▶ EXERCISE DESCRIPTION
Return, unchanged, the lines of the material below starting at the line that contains "ROI: airplane wing" and ending at the line that contains "top-left (200, 45), bottom-right (213, 62)", with both of those lines included.

▶ LISTED RECORDS
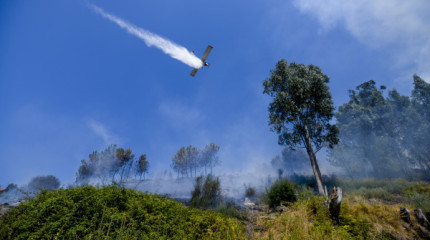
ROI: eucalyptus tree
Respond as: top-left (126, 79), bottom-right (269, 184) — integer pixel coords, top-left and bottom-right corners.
top-left (263, 59), bottom-right (339, 195)
top-left (136, 154), bottom-right (149, 179)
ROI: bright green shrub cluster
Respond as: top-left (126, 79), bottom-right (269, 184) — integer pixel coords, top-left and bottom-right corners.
top-left (267, 179), bottom-right (296, 208)
top-left (305, 197), bottom-right (372, 239)
top-left (0, 186), bottom-right (243, 239)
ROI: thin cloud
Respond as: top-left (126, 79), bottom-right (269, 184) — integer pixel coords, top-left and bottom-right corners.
top-left (88, 120), bottom-right (120, 146)
top-left (158, 102), bottom-right (204, 126)
top-left (89, 4), bottom-right (203, 68)
top-left (294, 0), bottom-right (430, 81)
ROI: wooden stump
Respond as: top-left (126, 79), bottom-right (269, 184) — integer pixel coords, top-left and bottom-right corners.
top-left (414, 209), bottom-right (430, 230)
top-left (400, 207), bottom-right (412, 226)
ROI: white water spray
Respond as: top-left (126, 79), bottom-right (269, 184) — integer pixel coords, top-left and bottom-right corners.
top-left (90, 4), bottom-right (203, 68)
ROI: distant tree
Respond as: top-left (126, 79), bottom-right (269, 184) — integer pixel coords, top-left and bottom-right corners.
top-left (200, 143), bottom-right (221, 175)
top-left (137, 154), bottom-right (149, 179)
top-left (185, 145), bottom-right (199, 177)
top-left (76, 144), bottom-right (148, 185)
top-left (171, 147), bottom-right (188, 177)
top-left (171, 145), bottom-right (200, 177)
top-left (113, 148), bottom-right (134, 183)
top-left (409, 75), bottom-right (430, 176)
top-left (329, 80), bottom-right (429, 178)
top-left (28, 175), bottom-right (60, 191)
top-left (263, 59), bottom-right (338, 195)
top-left (190, 175), bottom-right (221, 209)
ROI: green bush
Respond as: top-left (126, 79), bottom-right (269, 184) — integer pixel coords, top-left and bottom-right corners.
top-left (0, 186), bottom-right (244, 239)
top-left (267, 179), bottom-right (296, 208)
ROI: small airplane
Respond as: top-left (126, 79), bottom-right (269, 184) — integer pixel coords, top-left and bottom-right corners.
top-left (190, 45), bottom-right (213, 77)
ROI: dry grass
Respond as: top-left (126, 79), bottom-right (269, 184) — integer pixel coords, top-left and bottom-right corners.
top-left (252, 195), bottom-right (426, 240)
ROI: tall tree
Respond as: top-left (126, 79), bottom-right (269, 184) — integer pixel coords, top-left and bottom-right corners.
top-left (200, 142), bottom-right (221, 175)
top-left (263, 59), bottom-right (338, 195)
top-left (329, 79), bottom-right (430, 178)
top-left (411, 75), bottom-right (430, 172)
top-left (137, 154), bottom-right (149, 179)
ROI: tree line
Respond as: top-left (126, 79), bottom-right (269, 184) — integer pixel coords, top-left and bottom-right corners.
top-left (329, 75), bottom-right (430, 179)
top-left (76, 144), bottom-right (149, 184)
top-left (263, 59), bottom-right (430, 195)
top-left (171, 143), bottom-right (221, 177)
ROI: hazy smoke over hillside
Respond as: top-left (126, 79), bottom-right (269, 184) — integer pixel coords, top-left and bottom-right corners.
top-left (90, 5), bottom-right (203, 68)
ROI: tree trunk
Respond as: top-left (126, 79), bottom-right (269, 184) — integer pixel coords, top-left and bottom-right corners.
top-left (304, 126), bottom-right (324, 196)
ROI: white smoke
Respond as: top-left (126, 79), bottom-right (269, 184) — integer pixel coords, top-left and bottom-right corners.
top-left (90, 4), bottom-right (203, 68)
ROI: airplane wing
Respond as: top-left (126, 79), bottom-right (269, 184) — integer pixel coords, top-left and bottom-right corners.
top-left (190, 68), bottom-right (199, 77)
top-left (200, 45), bottom-right (213, 62)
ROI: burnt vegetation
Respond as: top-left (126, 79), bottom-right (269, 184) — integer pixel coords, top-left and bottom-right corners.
top-left (0, 60), bottom-right (430, 239)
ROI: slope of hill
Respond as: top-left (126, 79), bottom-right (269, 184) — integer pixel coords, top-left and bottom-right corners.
top-left (0, 186), bottom-right (245, 239)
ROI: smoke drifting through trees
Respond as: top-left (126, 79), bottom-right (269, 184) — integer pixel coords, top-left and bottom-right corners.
top-left (171, 143), bottom-right (221, 177)
top-left (28, 175), bottom-right (60, 191)
top-left (329, 75), bottom-right (430, 179)
top-left (263, 59), bottom-right (339, 195)
top-left (76, 144), bottom-right (149, 184)
top-left (271, 147), bottom-right (311, 176)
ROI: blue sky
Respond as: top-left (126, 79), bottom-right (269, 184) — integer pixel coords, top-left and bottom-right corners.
top-left (0, 0), bottom-right (430, 187)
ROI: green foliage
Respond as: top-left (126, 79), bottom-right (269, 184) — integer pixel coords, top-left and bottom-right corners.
top-left (170, 143), bottom-right (221, 177)
top-left (329, 75), bottom-right (430, 179)
top-left (267, 179), bottom-right (296, 208)
top-left (0, 186), bottom-right (244, 239)
top-left (76, 144), bottom-right (149, 185)
top-left (190, 175), bottom-right (221, 209)
top-left (306, 197), bottom-right (372, 239)
top-left (263, 59), bottom-right (338, 195)
top-left (263, 59), bottom-right (337, 150)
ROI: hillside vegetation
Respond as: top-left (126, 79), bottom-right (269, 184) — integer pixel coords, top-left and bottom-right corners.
top-left (0, 186), bottom-right (245, 239)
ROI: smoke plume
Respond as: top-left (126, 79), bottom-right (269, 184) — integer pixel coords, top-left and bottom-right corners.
top-left (90, 5), bottom-right (203, 68)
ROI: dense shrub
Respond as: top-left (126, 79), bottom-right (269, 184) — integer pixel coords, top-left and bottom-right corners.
top-left (267, 179), bottom-right (296, 208)
top-left (190, 175), bottom-right (221, 209)
top-left (0, 186), bottom-right (243, 239)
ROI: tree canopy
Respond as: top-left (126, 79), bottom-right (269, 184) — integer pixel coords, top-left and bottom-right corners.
top-left (329, 75), bottom-right (430, 178)
top-left (263, 59), bottom-right (338, 194)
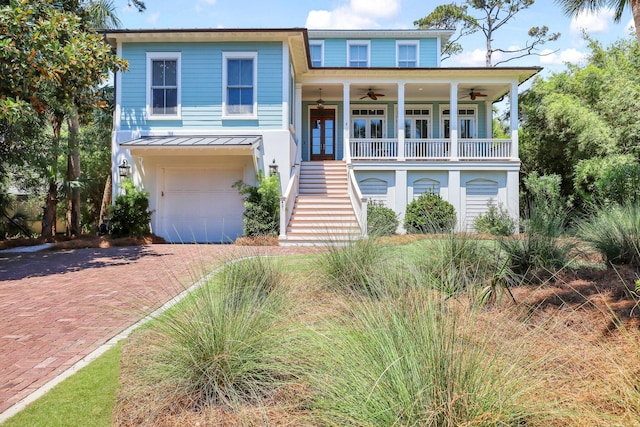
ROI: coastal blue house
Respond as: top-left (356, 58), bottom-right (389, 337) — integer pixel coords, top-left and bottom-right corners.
top-left (105, 28), bottom-right (540, 244)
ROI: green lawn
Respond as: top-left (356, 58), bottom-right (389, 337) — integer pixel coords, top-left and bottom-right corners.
top-left (3, 343), bottom-right (122, 427)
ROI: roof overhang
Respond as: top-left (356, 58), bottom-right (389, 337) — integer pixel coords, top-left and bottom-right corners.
top-left (120, 135), bottom-right (262, 155)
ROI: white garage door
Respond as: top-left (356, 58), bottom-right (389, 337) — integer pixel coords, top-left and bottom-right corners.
top-left (465, 178), bottom-right (498, 231)
top-left (158, 169), bottom-right (244, 243)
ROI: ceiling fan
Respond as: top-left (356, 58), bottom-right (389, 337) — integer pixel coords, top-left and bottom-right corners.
top-left (360, 88), bottom-right (384, 101)
top-left (463, 89), bottom-right (487, 101)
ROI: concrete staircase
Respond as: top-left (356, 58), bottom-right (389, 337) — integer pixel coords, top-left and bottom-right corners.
top-left (280, 161), bottom-right (361, 245)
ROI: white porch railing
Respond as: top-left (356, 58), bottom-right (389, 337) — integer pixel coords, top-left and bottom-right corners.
top-left (404, 138), bottom-right (451, 159)
top-left (347, 167), bottom-right (368, 237)
top-left (349, 138), bottom-right (512, 161)
top-left (458, 138), bottom-right (511, 159)
top-left (350, 138), bottom-right (398, 159)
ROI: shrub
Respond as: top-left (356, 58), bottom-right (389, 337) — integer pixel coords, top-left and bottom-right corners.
top-left (404, 192), bottom-right (456, 234)
top-left (577, 203), bottom-right (640, 267)
top-left (473, 203), bottom-right (516, 236)
top-left (110, 178), bottom-right (152, 237)
top-left (233, 173), bottom-right (280, 237)
top-left (367, 202), bottom-right (398, 236)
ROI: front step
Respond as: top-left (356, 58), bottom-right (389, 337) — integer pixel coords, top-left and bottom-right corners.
top-left (280, 161), bottom-right (362, 245)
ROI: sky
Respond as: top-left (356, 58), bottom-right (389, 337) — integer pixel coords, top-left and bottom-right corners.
top-left (114, 0), bottom-right (633, 72)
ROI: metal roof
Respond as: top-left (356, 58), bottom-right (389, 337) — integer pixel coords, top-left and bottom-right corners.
top-left (120, 135), bottom-right (262, 148)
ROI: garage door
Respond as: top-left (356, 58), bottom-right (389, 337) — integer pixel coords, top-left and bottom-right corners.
top-left (158, 169), bottom-right (244, 243)
top-left (465, 178), bottom-right (498, 231)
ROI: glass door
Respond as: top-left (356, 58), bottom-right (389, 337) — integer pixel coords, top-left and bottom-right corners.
top-left (310, 109), bottom-right (336, 160)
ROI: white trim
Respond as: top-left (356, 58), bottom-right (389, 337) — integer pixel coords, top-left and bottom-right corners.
top-left (439, 104), bottom-right (479, 139)
top-left (146, 52), bottom-right (182, 120)
top-left (349, 104), bottom-right (389, 140)
top-left (222, 52), bottom-right (258, 120)
top-left (301, 104), bottom-right (344, 160)
top-left (309, 40), bottom-right (324, 67)
top-left (395, 104), bottom-right (434, 139)
top-left (396, 40), bottom-right (420, 68)
top-left (347, 40), bottom-right (371, 68)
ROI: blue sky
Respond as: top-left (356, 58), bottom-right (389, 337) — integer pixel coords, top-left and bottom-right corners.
top-left (114, 0), bottom-right (633, 71)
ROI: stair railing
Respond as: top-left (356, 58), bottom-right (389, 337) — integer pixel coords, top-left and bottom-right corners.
top-left (347, 165), bottom-right (368, 237)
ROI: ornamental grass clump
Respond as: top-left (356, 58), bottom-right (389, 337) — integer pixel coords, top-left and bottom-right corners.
top-left (577, 202), bottom-right (640, 267)
top-left (310, 286), bottom-right (530, 427)
top-left (115, 258), bottom-right (292, 424)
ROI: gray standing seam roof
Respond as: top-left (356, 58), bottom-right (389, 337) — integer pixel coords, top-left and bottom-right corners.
top-left (120, 135), bottom-right (262, 147)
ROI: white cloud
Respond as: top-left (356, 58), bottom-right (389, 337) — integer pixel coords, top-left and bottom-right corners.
top-left (305, 0), bottom-right (400, 29)
top-left (350, 0), bottom-right (400, 19)
top-left (540, 49), bottom-right (586, 65)
top-left (305, 8), bottom-right (379, 30)
top-left (147, 12), bottom-right (160, 25)
top-left (570, 7), bottom-right (615, 34)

▶ REPLY
ROI: airplane wing
Respond as: top-left (126, 79), bottom-right (269, 184) — integer pixel coords, top-left and bottom-right corners.
top-left (190, 68), bottom-right (199, 77)
top-left (200, 45), bottom-right (213, 62)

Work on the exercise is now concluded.